The task calls for each line of the records below in which the word "query" appears.

# # # #

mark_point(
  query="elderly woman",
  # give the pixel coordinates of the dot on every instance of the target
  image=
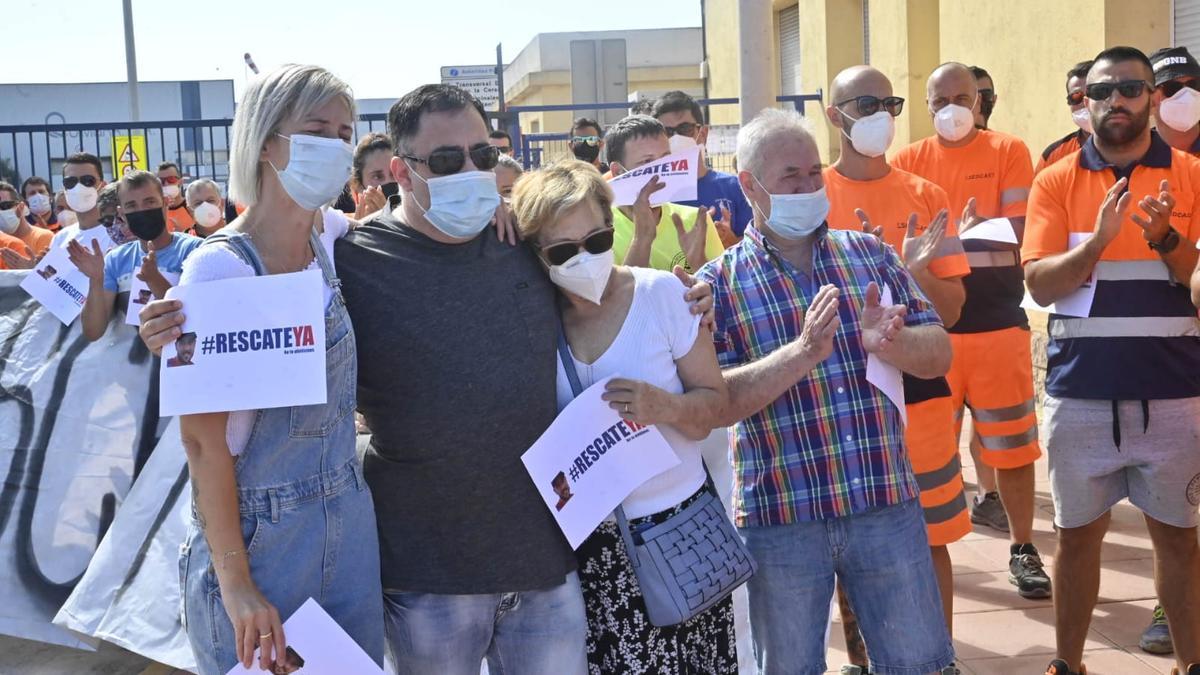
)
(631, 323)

# # # #

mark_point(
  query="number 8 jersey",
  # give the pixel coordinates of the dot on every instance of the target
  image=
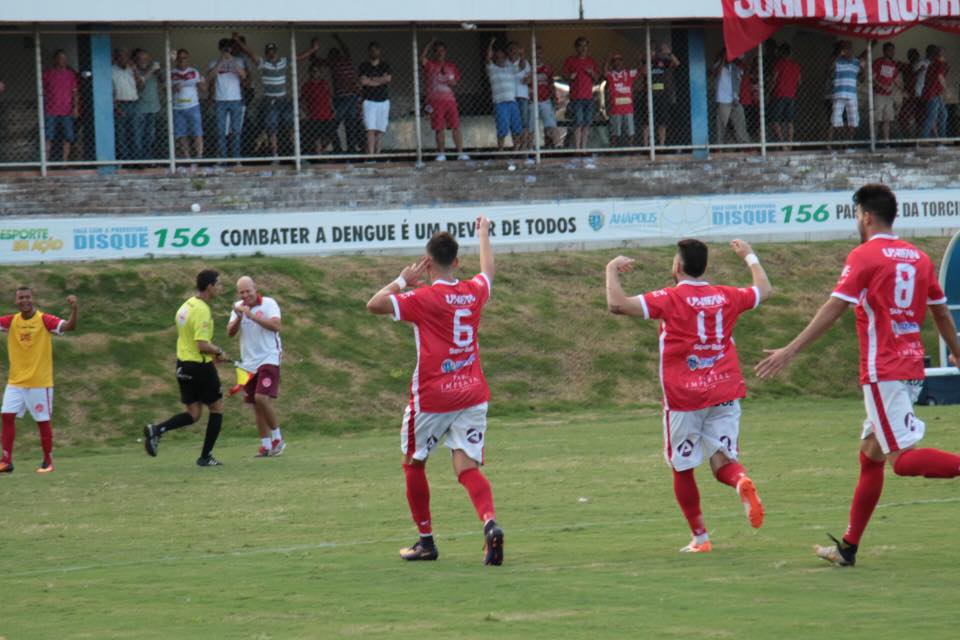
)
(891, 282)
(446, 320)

# # # #

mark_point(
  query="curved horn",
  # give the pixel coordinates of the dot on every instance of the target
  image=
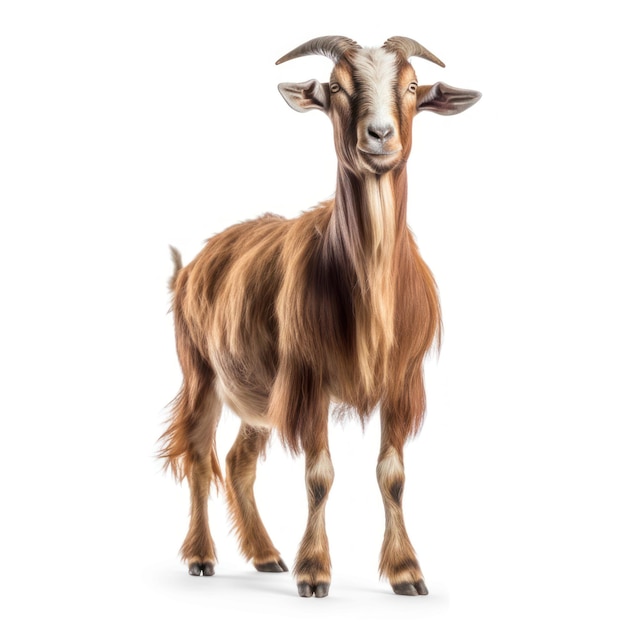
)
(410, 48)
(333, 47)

# # # #

Solved exercise:
  query="elderly woman",
  query="number 8 jersey",
  query="curved horn",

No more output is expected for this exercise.